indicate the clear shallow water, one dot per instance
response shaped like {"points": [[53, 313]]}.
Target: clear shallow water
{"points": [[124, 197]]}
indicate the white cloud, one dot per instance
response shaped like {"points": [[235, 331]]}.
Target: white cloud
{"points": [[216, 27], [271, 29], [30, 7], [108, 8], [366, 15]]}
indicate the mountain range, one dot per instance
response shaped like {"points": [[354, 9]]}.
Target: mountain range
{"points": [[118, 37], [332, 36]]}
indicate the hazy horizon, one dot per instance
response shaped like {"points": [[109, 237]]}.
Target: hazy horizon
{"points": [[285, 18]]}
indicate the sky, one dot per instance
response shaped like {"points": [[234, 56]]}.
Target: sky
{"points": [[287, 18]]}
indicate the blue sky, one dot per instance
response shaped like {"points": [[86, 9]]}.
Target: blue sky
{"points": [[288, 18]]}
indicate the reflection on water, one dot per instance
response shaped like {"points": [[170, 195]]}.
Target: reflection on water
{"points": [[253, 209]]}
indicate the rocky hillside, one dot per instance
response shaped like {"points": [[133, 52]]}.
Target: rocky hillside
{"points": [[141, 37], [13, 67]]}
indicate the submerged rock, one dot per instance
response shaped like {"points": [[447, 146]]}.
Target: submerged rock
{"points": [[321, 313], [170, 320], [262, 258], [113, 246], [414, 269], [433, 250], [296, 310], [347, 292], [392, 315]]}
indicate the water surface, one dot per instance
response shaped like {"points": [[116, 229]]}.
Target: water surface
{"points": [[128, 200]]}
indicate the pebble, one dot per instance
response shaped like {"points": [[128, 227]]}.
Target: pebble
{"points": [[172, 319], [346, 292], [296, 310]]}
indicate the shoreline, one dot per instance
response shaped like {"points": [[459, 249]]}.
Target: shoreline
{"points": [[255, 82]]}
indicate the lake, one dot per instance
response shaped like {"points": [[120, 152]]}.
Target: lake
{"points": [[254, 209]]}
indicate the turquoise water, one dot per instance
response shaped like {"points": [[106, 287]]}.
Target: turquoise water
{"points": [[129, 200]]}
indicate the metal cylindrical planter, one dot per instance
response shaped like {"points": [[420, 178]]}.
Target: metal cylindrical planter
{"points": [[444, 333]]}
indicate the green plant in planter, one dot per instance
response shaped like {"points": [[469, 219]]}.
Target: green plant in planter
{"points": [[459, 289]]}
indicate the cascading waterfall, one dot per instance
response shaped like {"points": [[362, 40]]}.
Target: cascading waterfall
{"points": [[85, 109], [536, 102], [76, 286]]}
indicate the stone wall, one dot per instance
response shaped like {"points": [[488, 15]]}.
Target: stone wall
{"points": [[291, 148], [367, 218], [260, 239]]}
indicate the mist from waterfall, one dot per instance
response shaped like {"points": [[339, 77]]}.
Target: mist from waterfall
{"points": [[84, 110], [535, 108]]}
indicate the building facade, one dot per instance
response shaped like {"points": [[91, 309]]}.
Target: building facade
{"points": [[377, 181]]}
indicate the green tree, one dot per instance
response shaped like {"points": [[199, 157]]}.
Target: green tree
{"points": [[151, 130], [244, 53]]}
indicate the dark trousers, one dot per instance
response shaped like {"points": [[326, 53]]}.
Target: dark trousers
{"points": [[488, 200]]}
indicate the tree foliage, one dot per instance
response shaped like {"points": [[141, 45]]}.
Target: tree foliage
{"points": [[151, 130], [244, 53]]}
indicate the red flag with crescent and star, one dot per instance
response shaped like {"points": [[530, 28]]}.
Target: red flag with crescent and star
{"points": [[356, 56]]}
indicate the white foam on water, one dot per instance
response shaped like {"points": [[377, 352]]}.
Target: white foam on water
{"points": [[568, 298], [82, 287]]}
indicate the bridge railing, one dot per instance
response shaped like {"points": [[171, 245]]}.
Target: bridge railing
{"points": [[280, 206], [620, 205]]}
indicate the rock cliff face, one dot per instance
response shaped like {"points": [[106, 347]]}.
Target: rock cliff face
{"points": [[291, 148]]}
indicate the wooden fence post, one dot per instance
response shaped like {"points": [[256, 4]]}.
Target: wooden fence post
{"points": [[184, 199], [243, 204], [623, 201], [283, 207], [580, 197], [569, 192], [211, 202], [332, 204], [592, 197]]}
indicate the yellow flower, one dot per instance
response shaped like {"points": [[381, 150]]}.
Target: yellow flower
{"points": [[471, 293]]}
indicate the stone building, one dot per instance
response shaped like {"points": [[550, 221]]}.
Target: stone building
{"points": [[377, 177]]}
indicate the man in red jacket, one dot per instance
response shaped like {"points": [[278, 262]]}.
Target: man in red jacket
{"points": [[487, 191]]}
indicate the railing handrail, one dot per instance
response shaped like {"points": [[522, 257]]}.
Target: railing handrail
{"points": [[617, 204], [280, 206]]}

**What you are asked to do**
Quote every line of the data, word for word.

**Task response**
indicate the clear shallow water, one dot per instance
response shaped like {"points": [[53, 313]]}.
Target: clear shallow water
{"points": [[124, 197]]}
indicate the white cloud, one dot per instance
response shaped like {"points": [[235, 331]]}.
Target: white cloud
{"points": [[216, 27], [271, 29], [30, 7], [108, 8], [366, 15]]}
indicate the mountain range, one dot per instance
response shaped like {"points": [[354, 9]]}.
Target: mountain range
{"points": [[118, 37], [332, 36]]}
indicate the hazy horizon, one dot per instance
response shaped like {"points": [[109, 237]]}.
Target: hazy horizon
{"points": [[285, 18]]}
indicate the sky, one dot per instance
response shaped like {"points": [[234, 56]]}.
Target: sky
{"points": [[287, 18]]}
indicate the blue sky, one dot per instance
response shaped like {"points": [[86, 9]]}.
Target: blue sky
{"points": [[288, 18]]}
indicate the reflection on water, one dot per instance
response shaped like {"points": [[170, 195]]}.
Target: reflection on water
{"points": [[253, 209]]}
indicate the rocky hillside, one dot per instance
response shaped like {"points": [[133, 52]]}.
Target: rocky hillside
{"points": [[141, 37], [13, 67]]}
indicate the submerged rock, one dot per instance
response shaped like {"points": [[447, 146]]}.
Target: submerged rock
{"points": [[321, 313], [170, 320], [262, 258], [113, 246], [414, 269], [433, 250], [296, 310], [347, 292], [392, 315]]}
indicate the water surface, one dot per instance
response shaped like {"points": [[116, 229]]}.
Target: water surface
{"points": [[128, 200]]}
indicate the pebble, one dot per instance
response shaped like {"points": [[128, 227]]}.
Target: pebble
{"points": [[172, 319], [346, 292], [296, 310]]}
indicate the shoreline, one dot per instance
response shaped like {"points": [[459, 249]]}.
Target: shoreline
{"points": [[255, 82]]}
indicate the lake, one dot per instance
response shaped like {"points": [[120, 152]]}.
Target: lake
{"points": [[254, 209]]}
indicate the turquoise water, one dot per instance
response shaped like {"points": [[106, 287]]}.
Target: turquoise water
{"points": [[129, 200]]}
indicate the metal cylindrical planter, one dot per instance
response shaped like {"points": [[420, 178]]}.
Target: metal cylindrical planter
{"points": [[444, 333]]}
indicate the green plant in planter, one dot per instance
response shaped like {"points": [[469, 219]]}.
Target: green plant in planter
{"points": [[459, 289]]}
indicate the cascading waterfall, one dot per instance
response shaped like {"points": [[362, 40]]}.
Target: cascading waterfall
{"points": [[85, 109], [536, 102], [76, 286]]}
indicate the stone wall, one dot per instance
response shaped like {"points": [[488, 15]]}.
Target: stone wall
{"points": [[291, 148], [367, 218], [260, 239]]}
indicate the mist from waterfall, one dot per instance
response shaped like {"points": [[339, 77]]}.
Target: mist from waterfall
{"points": [[84, 110], [535, 108]]}
indicate the building facade, one dot per instance
response shaped like {"points": [[91, 309]]}.
Target: building facade
{"points": [[377, 181]]}
indicate the green tree, one dot per instance
response shaped like {"points": [[199, 157]]}.
Target: green tree
{"points": [[151, 130], [244, 53]]}
indicate the dark trousers, one dot per instance
response shaped like {"points": [[326, 53]]}.
Target: dark trousers
{"points": [[488, 200]]}
indicate the tree foliage, one dot per instance
response shaped like {"points": [[141, 45]]}.
Target: tree foliage
{"points": [[151, 130], [244, 53]]}
indicate the red flag with crescent and star, one dot per instance
response shaped like {"points": [[530, 28]]}.
Target: red flag with crescent and star
{"points": [[356, 56]]}
indicate the white foam on water, one dot per instance
response shaped like {"points": [[377, 352]]}.
Target: white foam on water
{"points": [[568, 298], [82, 287]]}
indicate the bridge railing, one dot per instance
response shaped like {"points": [[171, 245]]}.
Target: bridge railing
{"points": [[280, 206], [620, 205]]}
indicate the rock cliff face, one dot per instance
response shaped like {"points": [[106, 347]]}.
Target: rock cliff face
{"points": [[291, 148]]}
indicate the wooden fence post, one dot per instance
response shaped like {"points": [[256, 4]]}.
Target: wooden fence post
{"points": [[184, 199], [243, 204], [623, 201], [283, 207], [580, 197], [569, 192], [211, 202], [332, 204], [592, 197]]}
indicate the yellow flower, one dot per instance
response shaped like {"points": [[381, 150]]}.
Target: yellow flower
{"points": [[471, 293]]}
indicate the stone building, one dot per instance
response shaped like {"points": [[550, 221]]}.
Target: stone building
{"points": [[377, 177]]}
indicate the man in red jacket, one dot per instance
response shaped like {"points": [[278, 262]]}.
Target: man in red jacket
{"points": [[487, 191]]}
indicate the railing handrail, one dot per instance
response shaped like {"points": [[522, 257]]}.
Target: railing handrail
{"points": [[617, 204], [280, 206]]}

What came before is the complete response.